Instruction 1:
Report how many lines of the records below contain the word "belt".

Source text:
In this photo taken on Saturday, Sept. 8, 2012, A Pakistani police official and a Christian volunteer escort a young Christian girl accused of blasphemy, towards a helicopter following her release from central prison on the outskirts of Rawalpindi, Pakistan. (AP Photo/Anjum Naveed,file)
ISLAMABAD (AP) — The apparent collapse of a case against a Christian girl accused of burning pages of a Quran has given a dim ray of hope to critics of Pakistan's blasphemy laws, some of the harshest in the Muslim world.
The girl was believed to be mentally impaired, and a Muslim cleric from her neighborhood was eventually arrested for planting evidence to incriminate her. As the tables turned on her accusers, the girl was recently released on bail and whisked away in a military helicopter with her family to safety.
It was a remarkable turn of events in a country where people accused in even the flimsiest of cases of defiling Islam's holy book or the Prophet Muhammad have few defenders. Those accused of blasphemy can be sentenced to death if convicted — assuming they are not killed first by vigilantes.

Task material:
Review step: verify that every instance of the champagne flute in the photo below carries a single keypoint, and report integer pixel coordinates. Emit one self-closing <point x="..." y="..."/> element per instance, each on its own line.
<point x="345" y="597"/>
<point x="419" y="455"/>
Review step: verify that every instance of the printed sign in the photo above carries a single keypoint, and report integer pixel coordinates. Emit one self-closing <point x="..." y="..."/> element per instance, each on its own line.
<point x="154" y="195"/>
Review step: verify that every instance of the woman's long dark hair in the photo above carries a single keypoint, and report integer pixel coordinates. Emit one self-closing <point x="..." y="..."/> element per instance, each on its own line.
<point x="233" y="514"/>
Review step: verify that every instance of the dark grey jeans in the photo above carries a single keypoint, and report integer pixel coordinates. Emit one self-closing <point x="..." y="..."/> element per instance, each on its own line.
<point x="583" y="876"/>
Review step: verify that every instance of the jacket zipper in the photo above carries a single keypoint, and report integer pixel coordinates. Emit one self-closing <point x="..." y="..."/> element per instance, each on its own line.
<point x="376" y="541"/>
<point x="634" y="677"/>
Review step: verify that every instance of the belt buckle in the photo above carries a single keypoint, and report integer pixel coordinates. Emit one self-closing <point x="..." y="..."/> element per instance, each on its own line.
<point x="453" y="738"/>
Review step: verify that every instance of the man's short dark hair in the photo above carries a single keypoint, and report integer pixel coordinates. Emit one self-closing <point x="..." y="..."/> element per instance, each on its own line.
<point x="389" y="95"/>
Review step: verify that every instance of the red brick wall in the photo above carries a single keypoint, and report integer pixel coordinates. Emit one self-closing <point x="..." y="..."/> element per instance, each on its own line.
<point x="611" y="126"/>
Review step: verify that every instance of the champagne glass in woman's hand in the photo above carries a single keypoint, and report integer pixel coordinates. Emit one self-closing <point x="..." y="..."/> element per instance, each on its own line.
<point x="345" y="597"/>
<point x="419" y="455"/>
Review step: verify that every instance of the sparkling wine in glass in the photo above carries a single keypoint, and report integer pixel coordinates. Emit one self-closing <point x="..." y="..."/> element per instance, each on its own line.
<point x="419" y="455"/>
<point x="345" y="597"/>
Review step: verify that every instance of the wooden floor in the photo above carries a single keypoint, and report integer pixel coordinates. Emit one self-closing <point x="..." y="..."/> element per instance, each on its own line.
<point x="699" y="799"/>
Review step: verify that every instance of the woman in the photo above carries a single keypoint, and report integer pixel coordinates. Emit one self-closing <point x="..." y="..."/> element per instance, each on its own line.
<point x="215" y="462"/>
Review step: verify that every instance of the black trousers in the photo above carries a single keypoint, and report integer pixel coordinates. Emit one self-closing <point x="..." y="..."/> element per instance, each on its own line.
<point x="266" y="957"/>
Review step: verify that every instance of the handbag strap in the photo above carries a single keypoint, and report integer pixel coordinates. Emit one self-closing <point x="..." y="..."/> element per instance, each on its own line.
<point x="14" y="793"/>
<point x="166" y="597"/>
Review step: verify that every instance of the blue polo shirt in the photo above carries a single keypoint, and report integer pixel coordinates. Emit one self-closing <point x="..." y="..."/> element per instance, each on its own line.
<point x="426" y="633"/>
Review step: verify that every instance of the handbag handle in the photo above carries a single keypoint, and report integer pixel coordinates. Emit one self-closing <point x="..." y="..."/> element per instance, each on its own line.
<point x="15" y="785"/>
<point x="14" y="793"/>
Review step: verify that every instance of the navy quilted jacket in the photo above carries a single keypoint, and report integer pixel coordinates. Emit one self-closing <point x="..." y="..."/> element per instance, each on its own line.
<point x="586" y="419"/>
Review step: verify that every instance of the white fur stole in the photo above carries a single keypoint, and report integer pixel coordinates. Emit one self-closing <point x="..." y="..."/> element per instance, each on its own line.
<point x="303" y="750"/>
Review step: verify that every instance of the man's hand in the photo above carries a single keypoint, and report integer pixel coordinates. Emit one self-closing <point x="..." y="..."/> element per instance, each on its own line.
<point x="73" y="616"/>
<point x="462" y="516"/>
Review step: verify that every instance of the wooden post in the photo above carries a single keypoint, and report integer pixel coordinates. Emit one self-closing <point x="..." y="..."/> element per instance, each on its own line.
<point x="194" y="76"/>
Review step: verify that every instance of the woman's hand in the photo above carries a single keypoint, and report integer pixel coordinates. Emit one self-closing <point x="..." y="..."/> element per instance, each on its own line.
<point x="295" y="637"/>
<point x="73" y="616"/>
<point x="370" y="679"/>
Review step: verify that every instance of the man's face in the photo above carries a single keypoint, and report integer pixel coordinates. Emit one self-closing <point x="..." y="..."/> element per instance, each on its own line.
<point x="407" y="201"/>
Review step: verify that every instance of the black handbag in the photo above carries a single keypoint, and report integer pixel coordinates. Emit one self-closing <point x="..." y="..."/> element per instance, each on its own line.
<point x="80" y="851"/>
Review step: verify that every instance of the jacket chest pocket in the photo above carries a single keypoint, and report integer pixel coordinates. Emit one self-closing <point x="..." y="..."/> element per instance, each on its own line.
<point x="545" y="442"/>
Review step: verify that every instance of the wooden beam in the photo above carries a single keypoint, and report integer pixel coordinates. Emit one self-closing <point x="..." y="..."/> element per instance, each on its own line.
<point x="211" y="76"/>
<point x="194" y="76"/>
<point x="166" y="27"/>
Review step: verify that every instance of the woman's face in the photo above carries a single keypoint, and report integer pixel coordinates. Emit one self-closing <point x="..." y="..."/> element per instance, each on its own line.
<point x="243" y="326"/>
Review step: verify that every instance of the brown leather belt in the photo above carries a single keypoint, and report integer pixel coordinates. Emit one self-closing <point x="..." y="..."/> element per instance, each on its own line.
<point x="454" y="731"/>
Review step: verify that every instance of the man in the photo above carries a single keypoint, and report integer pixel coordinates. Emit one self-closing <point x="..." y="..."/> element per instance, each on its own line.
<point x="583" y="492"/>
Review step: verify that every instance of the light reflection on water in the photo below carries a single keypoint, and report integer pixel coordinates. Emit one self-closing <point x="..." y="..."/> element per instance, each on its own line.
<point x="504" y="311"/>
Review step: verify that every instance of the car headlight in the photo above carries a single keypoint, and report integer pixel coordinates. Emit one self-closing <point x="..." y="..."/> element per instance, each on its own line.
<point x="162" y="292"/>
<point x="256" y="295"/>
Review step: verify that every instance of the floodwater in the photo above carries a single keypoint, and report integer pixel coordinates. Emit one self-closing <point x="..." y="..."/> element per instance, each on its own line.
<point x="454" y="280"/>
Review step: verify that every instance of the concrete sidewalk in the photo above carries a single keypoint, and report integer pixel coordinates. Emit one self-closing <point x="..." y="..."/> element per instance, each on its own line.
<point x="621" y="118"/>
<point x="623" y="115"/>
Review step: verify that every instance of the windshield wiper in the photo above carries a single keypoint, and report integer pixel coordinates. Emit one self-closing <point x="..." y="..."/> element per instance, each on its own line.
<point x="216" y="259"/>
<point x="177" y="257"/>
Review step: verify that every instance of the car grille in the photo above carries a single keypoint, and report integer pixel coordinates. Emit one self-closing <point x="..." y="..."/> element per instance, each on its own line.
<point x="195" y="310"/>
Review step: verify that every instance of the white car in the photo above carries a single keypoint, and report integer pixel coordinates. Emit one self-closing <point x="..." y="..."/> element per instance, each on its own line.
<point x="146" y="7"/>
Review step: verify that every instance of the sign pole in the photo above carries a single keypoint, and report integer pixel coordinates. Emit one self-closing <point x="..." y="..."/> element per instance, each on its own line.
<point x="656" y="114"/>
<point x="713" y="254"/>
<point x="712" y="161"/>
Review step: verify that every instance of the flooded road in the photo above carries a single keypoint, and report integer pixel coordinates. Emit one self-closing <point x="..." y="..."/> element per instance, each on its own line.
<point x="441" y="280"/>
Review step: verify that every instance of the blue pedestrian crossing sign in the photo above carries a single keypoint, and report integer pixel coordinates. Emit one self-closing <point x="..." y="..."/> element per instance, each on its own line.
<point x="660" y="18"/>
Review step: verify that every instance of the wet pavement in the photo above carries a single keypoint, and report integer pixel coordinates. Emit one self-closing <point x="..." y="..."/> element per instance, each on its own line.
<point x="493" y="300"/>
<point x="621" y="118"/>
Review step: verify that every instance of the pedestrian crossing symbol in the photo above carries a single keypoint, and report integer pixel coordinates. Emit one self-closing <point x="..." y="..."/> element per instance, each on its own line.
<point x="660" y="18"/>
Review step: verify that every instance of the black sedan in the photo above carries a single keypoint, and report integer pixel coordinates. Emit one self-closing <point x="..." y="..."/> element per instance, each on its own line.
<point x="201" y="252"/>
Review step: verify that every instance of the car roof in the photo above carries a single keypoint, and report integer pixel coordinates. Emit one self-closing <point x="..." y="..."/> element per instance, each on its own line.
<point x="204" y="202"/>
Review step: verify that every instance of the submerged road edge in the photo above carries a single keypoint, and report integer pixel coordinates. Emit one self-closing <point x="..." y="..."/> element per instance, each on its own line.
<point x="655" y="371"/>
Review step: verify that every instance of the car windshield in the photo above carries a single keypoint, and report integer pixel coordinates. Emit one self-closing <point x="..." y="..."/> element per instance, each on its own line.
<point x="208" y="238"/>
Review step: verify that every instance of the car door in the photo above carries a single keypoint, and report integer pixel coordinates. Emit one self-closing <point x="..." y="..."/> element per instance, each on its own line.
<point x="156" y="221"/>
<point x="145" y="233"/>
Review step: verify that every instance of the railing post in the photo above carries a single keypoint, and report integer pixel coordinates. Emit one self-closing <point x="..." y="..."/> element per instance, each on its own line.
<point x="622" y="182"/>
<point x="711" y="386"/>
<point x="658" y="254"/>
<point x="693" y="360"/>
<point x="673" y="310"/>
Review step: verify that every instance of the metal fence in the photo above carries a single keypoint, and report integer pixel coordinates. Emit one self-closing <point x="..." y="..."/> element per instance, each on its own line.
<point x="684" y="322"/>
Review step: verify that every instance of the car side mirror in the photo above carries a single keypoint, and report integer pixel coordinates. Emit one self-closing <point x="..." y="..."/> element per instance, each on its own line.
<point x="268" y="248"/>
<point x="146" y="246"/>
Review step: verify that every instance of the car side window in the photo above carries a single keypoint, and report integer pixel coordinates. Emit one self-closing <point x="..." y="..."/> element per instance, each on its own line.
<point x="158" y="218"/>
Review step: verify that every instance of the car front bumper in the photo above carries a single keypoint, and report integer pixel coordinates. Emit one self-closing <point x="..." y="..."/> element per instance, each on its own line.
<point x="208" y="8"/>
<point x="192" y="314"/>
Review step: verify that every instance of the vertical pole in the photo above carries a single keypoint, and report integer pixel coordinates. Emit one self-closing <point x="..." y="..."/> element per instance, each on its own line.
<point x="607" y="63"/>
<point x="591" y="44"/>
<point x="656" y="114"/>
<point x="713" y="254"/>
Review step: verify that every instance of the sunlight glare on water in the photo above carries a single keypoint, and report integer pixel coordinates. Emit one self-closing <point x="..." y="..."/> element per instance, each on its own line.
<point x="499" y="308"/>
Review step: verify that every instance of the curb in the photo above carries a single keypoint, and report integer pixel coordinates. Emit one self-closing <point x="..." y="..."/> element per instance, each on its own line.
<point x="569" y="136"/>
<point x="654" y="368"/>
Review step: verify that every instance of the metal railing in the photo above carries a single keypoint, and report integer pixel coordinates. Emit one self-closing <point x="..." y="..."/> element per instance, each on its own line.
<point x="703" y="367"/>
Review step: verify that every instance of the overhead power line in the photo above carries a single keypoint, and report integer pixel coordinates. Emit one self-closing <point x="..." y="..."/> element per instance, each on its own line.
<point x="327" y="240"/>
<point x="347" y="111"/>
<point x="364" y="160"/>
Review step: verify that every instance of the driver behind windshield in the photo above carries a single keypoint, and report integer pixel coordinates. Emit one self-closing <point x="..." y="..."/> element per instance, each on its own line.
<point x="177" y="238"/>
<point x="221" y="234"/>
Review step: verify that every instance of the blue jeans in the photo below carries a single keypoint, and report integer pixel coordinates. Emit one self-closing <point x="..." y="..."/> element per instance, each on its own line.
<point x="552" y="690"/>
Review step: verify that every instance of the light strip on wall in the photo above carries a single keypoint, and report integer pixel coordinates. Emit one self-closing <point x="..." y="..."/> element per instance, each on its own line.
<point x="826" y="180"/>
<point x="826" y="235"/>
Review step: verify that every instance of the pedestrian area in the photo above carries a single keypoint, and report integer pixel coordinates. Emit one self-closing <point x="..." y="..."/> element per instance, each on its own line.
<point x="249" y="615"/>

Instruction 2:
Rewrite the article on Pakistan's blasphemy laws from "It was a remarkable" up to and including "first by vigilantes.", replacing "vigilantes" with "mobs".

Correct answer 1:
2

Correct answer 2:
It was a remarkable turn of events in a country where people accused in even the flimsiest of cases of defiling Islam's holy book or the Prophet Muhammad have few defenders. Those accused of blasphemy can be sentenced to death if convicted — assuming they are not killed first by mobs.